- [Brief]: Go through the entries below and pick out every line with "pointer".

- [Data under study]:
== == ==
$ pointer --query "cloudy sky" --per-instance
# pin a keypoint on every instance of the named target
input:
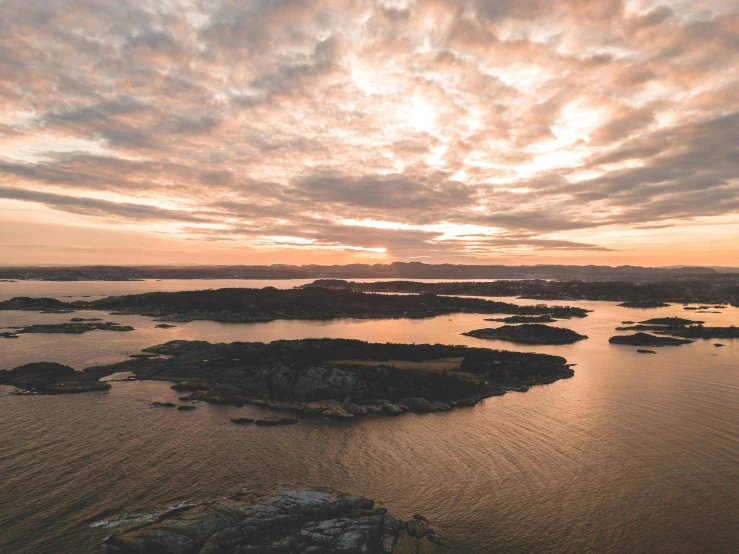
(338, 131)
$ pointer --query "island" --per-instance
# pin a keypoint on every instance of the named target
(644, 304)
(701, 332)
(335, 377)
(672, 321)
(67, 328)
(645, 339)
(524, 319)
(637, 293)
(529, 333)
(51, 378)
(280, 520)
(245, 305)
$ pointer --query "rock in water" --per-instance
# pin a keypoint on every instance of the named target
(281, 520)
(529, 333)
(51, 378)
(645, 339)
(242, 420)
(267, 421)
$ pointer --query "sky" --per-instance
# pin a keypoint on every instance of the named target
(339, 131)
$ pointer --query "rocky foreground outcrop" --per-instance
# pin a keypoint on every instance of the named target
(278, 521)
(341, 377)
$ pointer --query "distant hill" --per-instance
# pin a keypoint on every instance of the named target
(396, 270)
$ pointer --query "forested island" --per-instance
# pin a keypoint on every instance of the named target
(333, 377)
(255, 305)
(529, 333)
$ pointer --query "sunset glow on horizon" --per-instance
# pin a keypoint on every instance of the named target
(296, 131)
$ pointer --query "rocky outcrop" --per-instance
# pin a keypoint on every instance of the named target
(524, 319)
(278, 521)
(700, 332)
(341, 378)
(51, 378)
(529, 333)
(645, 339)
(267, 304)
(74, 328)
(672, 321)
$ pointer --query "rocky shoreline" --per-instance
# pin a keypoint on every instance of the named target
(645, 339)
(282, 520)
(51, 378)
(74, 328)
(268, 304)
(339, 378)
== == ==
- [Answer for the task]:
$ pointer --query "cloudy sky" --per-instance
$ pointer --query "island" --per-instance
$ pointer --query "rock in water" --per-instance
$ pointer --query "sky" --per-instance
$ pointer --query "rocky foreground outcrop" --per-instance
$ pointer --query "distant hill" --per-instance
$ pointer --query "forested island" --per-instance
$ pointer --query "sunset glow on horizon" --per-instance
$ pointer --query "rocky outcrop" --per-instance
$ pointer --query "rocky shoreline" --per-instance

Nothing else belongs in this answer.